§ **PROBLEM**:
Starting with the line that holds "Point out the pinstripe", repeat each line through the last one below, exactly. Pictures stay out.

Excerpts from point annotation data
:::::

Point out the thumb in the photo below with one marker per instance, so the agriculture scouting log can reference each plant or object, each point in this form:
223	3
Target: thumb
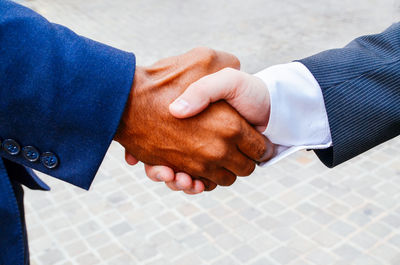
201	93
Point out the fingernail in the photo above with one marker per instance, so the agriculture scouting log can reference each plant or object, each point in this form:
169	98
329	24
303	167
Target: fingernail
179	105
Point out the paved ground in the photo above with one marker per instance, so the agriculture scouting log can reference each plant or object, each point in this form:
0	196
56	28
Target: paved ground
296	212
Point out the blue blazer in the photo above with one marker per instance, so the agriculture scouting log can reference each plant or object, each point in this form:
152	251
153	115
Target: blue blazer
61	99
62	96
361	89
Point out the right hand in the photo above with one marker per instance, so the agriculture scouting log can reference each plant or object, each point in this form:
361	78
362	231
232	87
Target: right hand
214	146
246	93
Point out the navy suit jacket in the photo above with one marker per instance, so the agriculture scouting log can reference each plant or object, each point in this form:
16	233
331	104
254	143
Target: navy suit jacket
65	94
60	93
361	88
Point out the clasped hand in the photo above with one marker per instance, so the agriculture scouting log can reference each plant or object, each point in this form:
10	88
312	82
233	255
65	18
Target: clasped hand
205	145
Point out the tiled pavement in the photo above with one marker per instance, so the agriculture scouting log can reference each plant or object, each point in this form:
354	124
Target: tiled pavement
296	212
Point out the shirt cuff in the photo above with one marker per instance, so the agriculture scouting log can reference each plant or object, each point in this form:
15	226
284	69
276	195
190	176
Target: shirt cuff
298	118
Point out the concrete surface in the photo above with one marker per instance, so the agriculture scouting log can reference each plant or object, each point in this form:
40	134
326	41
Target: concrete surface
296	212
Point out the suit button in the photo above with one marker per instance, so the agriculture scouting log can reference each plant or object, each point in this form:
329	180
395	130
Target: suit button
30	153
11	147
49	160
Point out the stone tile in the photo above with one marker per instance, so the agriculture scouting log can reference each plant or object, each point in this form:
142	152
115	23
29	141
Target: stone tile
244	253
283	255
289	213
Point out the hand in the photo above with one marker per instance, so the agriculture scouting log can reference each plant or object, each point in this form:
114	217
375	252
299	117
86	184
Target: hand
215	146
246	93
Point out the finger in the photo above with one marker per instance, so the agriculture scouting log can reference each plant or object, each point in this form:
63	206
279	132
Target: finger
198	187
253	144
183	181
271	151
172	185
200	94
222	177
159	173
239	164
130	159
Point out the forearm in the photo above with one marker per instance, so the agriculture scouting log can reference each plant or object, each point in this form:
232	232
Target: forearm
60	92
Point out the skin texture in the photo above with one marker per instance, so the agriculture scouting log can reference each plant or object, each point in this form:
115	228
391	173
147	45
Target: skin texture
214	146
246	93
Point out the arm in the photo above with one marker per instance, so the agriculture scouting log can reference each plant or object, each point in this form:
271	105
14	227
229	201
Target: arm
361	88
60	92
358	85
70	96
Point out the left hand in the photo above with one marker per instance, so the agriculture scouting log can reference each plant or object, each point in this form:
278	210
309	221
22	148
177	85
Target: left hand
246	93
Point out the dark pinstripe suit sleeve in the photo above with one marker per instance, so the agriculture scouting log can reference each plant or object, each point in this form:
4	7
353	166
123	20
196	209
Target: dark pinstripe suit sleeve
361	89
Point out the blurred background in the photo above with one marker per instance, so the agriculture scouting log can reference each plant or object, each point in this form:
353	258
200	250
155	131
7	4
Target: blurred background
296	212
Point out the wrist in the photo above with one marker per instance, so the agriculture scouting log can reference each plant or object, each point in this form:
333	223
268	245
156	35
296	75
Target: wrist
139	78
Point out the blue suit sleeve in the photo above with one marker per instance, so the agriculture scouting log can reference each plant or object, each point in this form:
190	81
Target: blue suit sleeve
361	89
60	92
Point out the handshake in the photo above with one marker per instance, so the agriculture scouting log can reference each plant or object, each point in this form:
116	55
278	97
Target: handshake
195	121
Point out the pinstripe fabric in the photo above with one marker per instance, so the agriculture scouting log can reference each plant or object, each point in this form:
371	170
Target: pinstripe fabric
361	88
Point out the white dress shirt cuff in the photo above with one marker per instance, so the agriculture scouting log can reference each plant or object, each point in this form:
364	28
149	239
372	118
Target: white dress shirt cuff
298	118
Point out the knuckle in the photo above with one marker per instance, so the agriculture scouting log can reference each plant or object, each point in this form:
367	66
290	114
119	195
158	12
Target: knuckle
261	150
199	168
248	169
206	55
227	180
232	127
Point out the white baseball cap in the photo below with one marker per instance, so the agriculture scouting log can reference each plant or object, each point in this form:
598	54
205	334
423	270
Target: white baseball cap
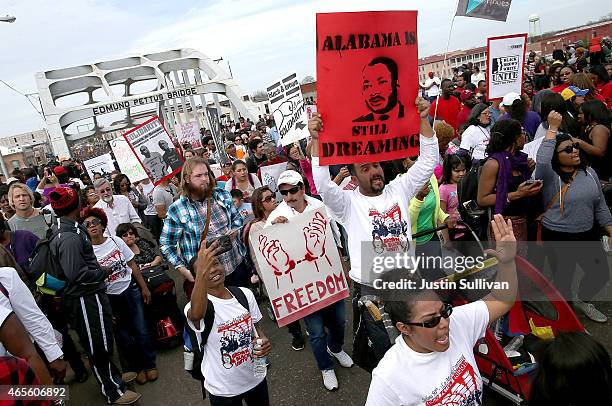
510	98
290	178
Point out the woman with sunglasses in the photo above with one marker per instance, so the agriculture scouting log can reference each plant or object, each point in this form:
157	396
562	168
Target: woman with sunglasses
575	213
242	180
432	361
146	253
126	290
564	77
504	183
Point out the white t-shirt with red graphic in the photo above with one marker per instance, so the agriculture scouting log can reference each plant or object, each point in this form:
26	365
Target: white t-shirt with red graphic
114	253
406	377
227	362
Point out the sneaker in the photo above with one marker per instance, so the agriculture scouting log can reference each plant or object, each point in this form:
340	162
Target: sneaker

:::::

§ **RESULT OF THE EXERCISE**:
Point out the pinstripe fabric in the photo above with one marker per instance, so the agriculture scouting log can reference each plant or object, each point in this form:
371	170
Target: pinstripe fabric
361	88
Point out the white dress shirt cuff in the photo above with one marker per instance, so the agriculture scouting log can reference each plant or object, each point in this form:
364	28
149	239
372	118
Target: white dress shirt cuff
298	118
Point out the knuckle in the photo above with one marker per instance, so the agriculture scouting log can reference each plant or object, each point in this form:
367	66
290	114
119	195
158	12
Target: knuckle
261	150
199	168
248	169
206	55
227	180
232	127
Point out the white baseball cap in the photo below with one marker per instance, so the agriculture scouting log can reference each plant or object, each point in this form:
598	54
205	334
423	270
Target: white baseball cap
510	98
290	178
Point out the woman with sunglasses in the photo above with one marker per instance, so the agriculture scouting log can reference each plant or object, each point in this form:
157	396
562	168
Target: woman with sunglasses
575	213
242	180
432	361
146	253
126	290
564	77
504	183
Point out the white t-shirt with red graphic in the photo above with one marker per instance, so the agriculture scouting log can reference each plant or object, each point in this form:
26	365
Target: white t-shirt with red graphic
114	253
406	377
227	362
Point out the sneaker in the photo above with one marker per instance, so the agriculture scouting log can reference each plant or object, each point in this form:
340	162
Target: sneaker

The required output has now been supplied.